Your instructions: Print the listing below in its entirety, character for character.

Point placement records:

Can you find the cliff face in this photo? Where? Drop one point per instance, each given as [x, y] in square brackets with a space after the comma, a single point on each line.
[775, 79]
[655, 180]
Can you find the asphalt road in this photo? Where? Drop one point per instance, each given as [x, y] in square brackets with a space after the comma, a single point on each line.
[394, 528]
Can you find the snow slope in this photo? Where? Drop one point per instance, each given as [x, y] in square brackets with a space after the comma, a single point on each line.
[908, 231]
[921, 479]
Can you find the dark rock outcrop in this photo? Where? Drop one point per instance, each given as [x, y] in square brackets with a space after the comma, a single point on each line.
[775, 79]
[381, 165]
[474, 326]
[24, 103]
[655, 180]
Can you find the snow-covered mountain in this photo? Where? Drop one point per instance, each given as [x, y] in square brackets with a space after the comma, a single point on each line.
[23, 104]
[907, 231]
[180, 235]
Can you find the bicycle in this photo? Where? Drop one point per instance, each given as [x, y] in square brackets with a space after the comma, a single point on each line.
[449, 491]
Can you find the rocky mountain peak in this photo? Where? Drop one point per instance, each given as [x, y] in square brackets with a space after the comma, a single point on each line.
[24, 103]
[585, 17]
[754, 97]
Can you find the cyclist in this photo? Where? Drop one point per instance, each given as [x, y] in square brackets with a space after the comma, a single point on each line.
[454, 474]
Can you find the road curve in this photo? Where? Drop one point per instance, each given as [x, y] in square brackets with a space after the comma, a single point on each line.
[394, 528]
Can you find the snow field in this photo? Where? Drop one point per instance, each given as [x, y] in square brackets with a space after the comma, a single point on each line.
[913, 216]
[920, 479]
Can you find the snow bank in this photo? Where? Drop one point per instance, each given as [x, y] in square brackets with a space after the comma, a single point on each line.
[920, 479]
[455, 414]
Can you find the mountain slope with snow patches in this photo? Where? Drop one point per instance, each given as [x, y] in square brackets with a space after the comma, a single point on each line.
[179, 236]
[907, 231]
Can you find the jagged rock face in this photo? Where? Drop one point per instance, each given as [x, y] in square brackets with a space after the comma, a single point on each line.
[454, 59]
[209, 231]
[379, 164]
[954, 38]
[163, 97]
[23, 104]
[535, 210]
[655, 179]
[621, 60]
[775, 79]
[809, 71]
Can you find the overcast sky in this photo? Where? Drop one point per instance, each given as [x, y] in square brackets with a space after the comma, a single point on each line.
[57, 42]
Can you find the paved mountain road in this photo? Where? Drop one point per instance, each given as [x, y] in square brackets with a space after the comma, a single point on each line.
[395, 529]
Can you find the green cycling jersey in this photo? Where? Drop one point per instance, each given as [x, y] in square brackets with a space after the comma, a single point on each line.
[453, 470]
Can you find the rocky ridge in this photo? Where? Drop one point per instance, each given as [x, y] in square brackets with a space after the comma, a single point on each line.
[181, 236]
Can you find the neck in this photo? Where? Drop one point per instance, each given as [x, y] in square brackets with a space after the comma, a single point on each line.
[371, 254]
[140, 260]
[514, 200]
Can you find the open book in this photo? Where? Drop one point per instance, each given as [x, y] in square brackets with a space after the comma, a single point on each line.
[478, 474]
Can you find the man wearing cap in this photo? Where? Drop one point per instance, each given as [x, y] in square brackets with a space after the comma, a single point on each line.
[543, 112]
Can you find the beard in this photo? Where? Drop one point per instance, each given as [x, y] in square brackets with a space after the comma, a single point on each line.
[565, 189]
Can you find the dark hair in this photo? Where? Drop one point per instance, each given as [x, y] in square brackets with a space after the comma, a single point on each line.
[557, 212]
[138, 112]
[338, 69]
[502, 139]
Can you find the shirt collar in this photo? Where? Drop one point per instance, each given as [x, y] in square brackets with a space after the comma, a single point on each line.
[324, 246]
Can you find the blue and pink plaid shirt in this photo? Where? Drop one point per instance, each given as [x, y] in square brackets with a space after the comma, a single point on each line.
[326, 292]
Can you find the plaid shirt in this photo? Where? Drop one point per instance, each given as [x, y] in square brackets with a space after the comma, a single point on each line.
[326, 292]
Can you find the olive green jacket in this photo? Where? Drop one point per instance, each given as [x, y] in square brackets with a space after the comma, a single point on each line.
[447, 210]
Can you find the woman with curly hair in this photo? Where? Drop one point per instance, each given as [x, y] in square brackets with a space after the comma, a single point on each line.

Expected answer:
Can you find the cliff face in this photo? Where? Drop one point per instance, each given as [x, y] in square brackets with a space after the comma, a single point on each line.
[775, 79]
[655, 180]
Can you find the asphalt road in this photo? Where? Drop one point per instance, each given as [x, y] in square brackets with a space after the comma, a single point on each line.
[394, 528]
Can you find the snow slope in this photo? Where? Drop one point per instance, each given as [x, y] in square brackets with a space after the comma, a single point on each line.
[908, 231]
[921, 479]
Can you find the dark rock outcrop in this photo? Where? Drop one point per instance, each given as [x, y] in square brackets with a space after the comma, a single point on each line.
[775, 79]
[381, 165]
[474, 326]
[24, 103]
[655, 180]
Can you find the snow-covered mountain in this photo? Where? Drop one point per instance, each given as [x, y] in square brackets with a space after the comma, a single point on each line.
[23, 104]
[907, 231]
[180, 235]
Can you find the bicycle in this photo? Where? Drop one point per instance, each given as [x, y] in square brackets with a space after the comma, a single point on each line.
[449, 491]
Can you find the rocky mountain peak in this photo? Where? Drop one point per instance, each given as [x, y] in square brackets with a space after the comma, a single point on each line.
[24, 103]
[585, 17]
[754, 97]
Can you find the cyclist in this photo? Where? Drop one point per instance, each given as [x, y] in square brackets with a space after the comma, a single point on each line.
[454, 474]
Can you find the road curve in this photo? Where? Drop one point per instance, each given as [x, y] in square brackets with a space after the comma, a single point on each line.
[394, 528]
Can you find the snow field in this photo? Where? Drop one point per instance, each given as [x, y] in square brackets with a space after the comma, a single point on each line.
[913, 216]
[920, 479]
Can you find the snow bank in this photo? Where? Drop one point per instance, each given as [x, y] in square brackets with a space after the comma, a single point on each line.
[920, 479]
[455, 414]
Can you find the mountain slope with snow patches in this photo? Where? Drop one point per instance, each given as [x, y] in square brackets with a space after the comma, a single point on each line.
[179, 236]
[907, 231]
Can you find the jagged rock face in this photo? Where? Drop one point per instance, each given as [x, y] in square brackets with a space after the comma, a single point on each line.
[454, 59]
[209, 231]
[379, 164]
[954, 38]
[163, 97]
[23, 104]
[535, 210]
[655, 179]
[621, 60]
[775, 79]
[809, 71]
Can you find the overcast sky in this photo? Where? Drop one point per instance, each given as [x, y] in square brackets with a space after the comma, a single point on each line.
[57, 42]
Can you find the paved mountain road in this photo? Where? Drop one point per instance, each given as [x, y] in square brackets with a space after the comma, a single point on each line.
[395, 529]
Can you find the green cycling jersey in this photo? Where? Drop one point per instance, each given as [x, y] in square brackets with a space after the comma, a single point on each line.
[453, 470]
Can you find the rocky ridge in this photo? Where? Drop one point per instance, each given as [x, y] in square brackets with a space after the comma, a single point on each line.
[181, 236]
Can you find the neck in this photo? Where? Drop one point per instance, each given as [x, y] in square brackets with a space after the comma, a single point on each line.
[371, 254]
[140, 260]
[514, 200]
Can you find the open book in this photo? Where? Drop one point per instance, each given as [x, y] in square brackets with a space after the comma, a single point on each line.
[478, 474]
Can you find the man wearing cap in this photo? Where? Drop one point per instance, each given as [x, y] in square brackets with a space after the comma, a single point on each line.
[543, 112]
Can you find the beard in this photo? Where? Drop one point per instance, each given as [x, y] in square brackets with a space after the comma, a single point on each line.
[565, 189]
Can you find the dark hair in this photo? Where? Drop one point per instance, each given as [x, y] in square brackets with a space after the comma, a single point on each line.
[557, 212]
[138, 112]
[338, 69]
[502, 139]
Can you find the shirt collar in this photo? Where? Drop one point per instance, each given as [x, y] in square brackets with a space after the comma, a single point on each line.
[324, 246]
Can you find the blue and pink plaid shirt in this photo? Where? Drop one point per instance, each given as [x, y] in square brackets with a space after the comma, a single point on each line.
[326, 292]
Can you find the plaid shirt in this photo? Where? Drop one point per instance, each given as [x, y] in square brackets with a space after the comma, a single point on each line.
[326, 292]
Can you find the olive green jacket in this photo? Where? Drop one point per instance, each given as [x, y] in square brackets with a space after the comma, a single point on each line.
[447, 210]
Can you find the woman with curly hair in this photo? Where? Drop one point per instance, each given as [x, y] in square brackets with a space after the comma, a single point on each line.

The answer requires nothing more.